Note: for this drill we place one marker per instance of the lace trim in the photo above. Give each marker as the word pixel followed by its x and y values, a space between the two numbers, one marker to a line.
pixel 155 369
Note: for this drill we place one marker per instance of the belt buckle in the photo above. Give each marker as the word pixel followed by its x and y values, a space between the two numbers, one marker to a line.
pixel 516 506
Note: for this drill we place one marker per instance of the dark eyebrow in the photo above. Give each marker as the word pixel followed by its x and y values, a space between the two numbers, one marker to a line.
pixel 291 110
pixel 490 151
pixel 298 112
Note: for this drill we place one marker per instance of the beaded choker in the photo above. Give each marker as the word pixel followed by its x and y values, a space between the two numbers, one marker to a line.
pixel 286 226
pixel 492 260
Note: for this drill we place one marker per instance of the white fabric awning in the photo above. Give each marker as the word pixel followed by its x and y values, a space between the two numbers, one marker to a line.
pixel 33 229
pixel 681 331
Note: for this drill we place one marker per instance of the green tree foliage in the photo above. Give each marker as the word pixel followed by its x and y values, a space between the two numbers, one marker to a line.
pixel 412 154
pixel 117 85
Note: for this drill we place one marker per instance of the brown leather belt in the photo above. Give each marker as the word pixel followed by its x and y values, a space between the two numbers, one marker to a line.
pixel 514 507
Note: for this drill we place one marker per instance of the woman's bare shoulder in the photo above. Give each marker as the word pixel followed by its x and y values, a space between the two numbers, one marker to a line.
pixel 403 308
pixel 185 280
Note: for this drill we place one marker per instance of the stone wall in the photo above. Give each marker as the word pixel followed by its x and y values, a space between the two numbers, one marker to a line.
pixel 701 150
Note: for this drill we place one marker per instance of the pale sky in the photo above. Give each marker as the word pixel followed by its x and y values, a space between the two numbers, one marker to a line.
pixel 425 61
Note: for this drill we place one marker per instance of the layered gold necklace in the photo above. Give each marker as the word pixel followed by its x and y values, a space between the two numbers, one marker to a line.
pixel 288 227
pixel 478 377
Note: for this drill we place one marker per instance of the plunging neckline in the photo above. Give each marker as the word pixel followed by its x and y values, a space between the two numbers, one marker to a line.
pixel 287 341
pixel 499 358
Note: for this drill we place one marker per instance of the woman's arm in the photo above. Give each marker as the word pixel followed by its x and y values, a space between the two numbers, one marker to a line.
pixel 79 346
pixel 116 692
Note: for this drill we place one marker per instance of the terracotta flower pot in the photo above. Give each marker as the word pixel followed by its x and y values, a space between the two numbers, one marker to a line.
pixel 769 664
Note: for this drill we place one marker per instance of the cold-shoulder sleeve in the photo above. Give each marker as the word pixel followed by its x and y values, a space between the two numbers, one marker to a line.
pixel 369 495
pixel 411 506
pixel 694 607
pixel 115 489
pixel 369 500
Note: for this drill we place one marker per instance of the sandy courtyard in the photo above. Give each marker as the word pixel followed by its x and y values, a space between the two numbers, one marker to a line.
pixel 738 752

****************

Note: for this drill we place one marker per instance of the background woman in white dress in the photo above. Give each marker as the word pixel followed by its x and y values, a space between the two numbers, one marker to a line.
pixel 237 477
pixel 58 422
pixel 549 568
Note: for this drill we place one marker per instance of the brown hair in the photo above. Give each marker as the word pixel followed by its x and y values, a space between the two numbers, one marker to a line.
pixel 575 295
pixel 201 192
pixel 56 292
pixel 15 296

****************

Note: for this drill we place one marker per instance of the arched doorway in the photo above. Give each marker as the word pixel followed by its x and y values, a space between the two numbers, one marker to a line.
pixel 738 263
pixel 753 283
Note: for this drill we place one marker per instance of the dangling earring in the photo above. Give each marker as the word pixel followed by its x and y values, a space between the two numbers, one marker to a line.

****************

**EXERCISE BRIEF**
Copy the material above word for word, starting at the line that contains "of the arched" and ending with the line that contains "pixel 753 283".

**ANSWER TO THE EXERCISE**
Note: for this drill we place one marker per instance of the arched doorway in the photo above. Give each marker as the word pixel followed by its x and y values, a space between the two numbers, one marker to a line.
pixel 738 263
pixel 753 283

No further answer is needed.